TEXT SEGMENT:
· · · ·
Just took the shell off a PS-3 SD-40 and the wiring was all over the place. Many extra connectors, guess it is a universal harness. Wires to cab lights and markers connected to the board. Was looking for a bad wire but in the mess of wiring it was difficult. Tough to tuck everything back into the shell and easy to pinch or break a wire, on reassembly. As a comparison, Took the shell of a PS-2 loco and all the wiring was tied down in a neat bundle and all lighting to the cab and markers was done with spring contacts to the printed circuit on the frame. Tons of room inside the shell, easy to reassemble.
My Lionel Scout, Parts of it are still in the basement of my former house .
I was waiting for someone to mention the postwar Lionel Scout.
Lionel postwar scouts are tempermental at best. they either work or don't.
I tell people that want them fixed that if they don't run, your better off spending your $$$$$$ on another loco.
Just about anything old American Flyer. Talk about PITA. G
And the WINNER is:
-- The MTH/Lionel tinplate Super 381E. This thing was engineered by chipmunks.
LMAO man. Thanks, best essay so far!
hello guys and gals...........
My lionel #18117 F-3 from the LTI days (1993) just take ONE screw from the front of the cab then whole body comes off for easy service. Take 7 screws takes both motors and trucks and roller pick up assemblies and finally E-unit comes out. 10 min job if taking your time, even shorter to put it back together !!!! Its the easiest diesel I ever worked on!!!
the woman who loves the S.F.5011,2678,2003,200
Tiffany
I'm surprised no one has mentioned the TMCC cranes. I had to take mine apart to fix a blown board. You can't put it upside down to get to the screws because you will screw up the rigging. I have to put it on the edge of my bench and work from underneath to get to the screws. 6 screws for the cab. Then when you lift off the shell you have to be careful with the antenna wire. Its connected to the top cab flap which is about as delicate as fine china. I'm surprised I have not destroyed the tiny hinges on that.
The other fun one is the TMCC trackmobile. The front coupler on mine gets stuck in the open position. The casting is bad. I got a replacement coupler. I tried to take it apart but the wires are twisted and wound so tight, I never got it far enough apart to get to the coupler.
Before I retired, the locomotive I hated to see come into the shop was the Lionel SD-80/90. You couldn't get at anything without having to cut tie wraps off a bunch of wire bundles. And when you were done, you had to get everything rewrapped and in exactly the place it was from the factory, or the shell would not go back on.
The S2/S4's weren't so bad once I figured out to use heavy toothpicks to hold the tabs back when getting the cab end off. It was also a bit disconcerting to discover the front and rear motors on the Lionel U-30C were not interchangeable.
Worst experience was an MTH shrouded 4+4+4+4 T-1. Tough to get apart, and when I attempted to put it back together, I found out why. The shell was warped and the screw holes would not line up. Clamped the shell in a vice, heated it forever with a hair drier, pushed and pulled it until the screw holes finally lined up, (sort-of). Put the screws back in, and sold it on eBay.
quote:Lionel postwar scouts are tempermental at best. they either work or don't.
I tell people that want them fixed that if they don't run, your better off spending your $$$$$$ on another loco.
· · · ·
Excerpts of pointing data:
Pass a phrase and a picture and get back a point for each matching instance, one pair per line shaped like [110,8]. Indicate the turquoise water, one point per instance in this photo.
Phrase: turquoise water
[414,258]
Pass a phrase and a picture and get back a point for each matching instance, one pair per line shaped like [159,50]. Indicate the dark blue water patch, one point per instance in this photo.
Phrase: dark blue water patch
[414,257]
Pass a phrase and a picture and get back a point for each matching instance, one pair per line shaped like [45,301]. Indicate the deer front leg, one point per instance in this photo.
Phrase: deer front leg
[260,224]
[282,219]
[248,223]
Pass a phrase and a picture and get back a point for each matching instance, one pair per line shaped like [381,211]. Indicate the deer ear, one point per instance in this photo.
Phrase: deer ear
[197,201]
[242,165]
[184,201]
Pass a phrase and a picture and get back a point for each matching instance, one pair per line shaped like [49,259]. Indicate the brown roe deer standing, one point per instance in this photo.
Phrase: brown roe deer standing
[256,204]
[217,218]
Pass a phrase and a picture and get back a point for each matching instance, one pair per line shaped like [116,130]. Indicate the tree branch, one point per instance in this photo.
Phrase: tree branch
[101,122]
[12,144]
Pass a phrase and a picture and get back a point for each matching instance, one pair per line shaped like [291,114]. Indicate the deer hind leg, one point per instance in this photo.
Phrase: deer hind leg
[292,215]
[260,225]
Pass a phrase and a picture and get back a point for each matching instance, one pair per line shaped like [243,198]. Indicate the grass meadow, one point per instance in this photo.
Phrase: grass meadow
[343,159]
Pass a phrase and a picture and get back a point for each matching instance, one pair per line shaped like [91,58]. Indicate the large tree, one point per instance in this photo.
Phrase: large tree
· · · ·
WORK INSTRUCTIONS:
a: In the forum thread about model train repairs, how many screws have to come out to remove the cab of the TMCC crane?
b: List every train model that the forum thread explicitly names with the word "Lionel."
c: Duplicate the forum thread word for word, starting with "My Lionel Scout, Parts" and going on through "ever worked on!!!".

ANSWERS FOR THIS EXERCISE:
a: Six screws.

b:
- Lionel Scout (postwar)
- Lionel #18117 F-3
- Lionel SD-80/90
- Lionel U-30C
- MTH/Lionel tinplate Super 381E

c:
My Lionel Scout, Parts of it are still in the basement of my former house .
I was waiting for someone to mention the postwar Lionel Scout.
Lionel postwar scouts are tempermental at best. they either work or don't.
I tell people that want them fixed that if they don't run, your better off spending your $$$$$$ on another loco.
Just about anything old American Flyer. Talk about PITA. G
And the WINNER is:
-- The MTH/Lionel tinplate Super 381E. This thing was engineered by chipmunks.
LMAO man. Thanks, best essay so far!
hello guys and gals...........
My lionel #18117 F-3 from the LTI days (1993) just take ONE screw from the front of the cab then whole body comes off for easy service. Take 7 screws takes both motors and trucks and roller pick up assemblies and finally E-unit comes out. 10 min job if taking your time, even shorter to put it back together !!!! Its the easiest diesel I ever worked on!!!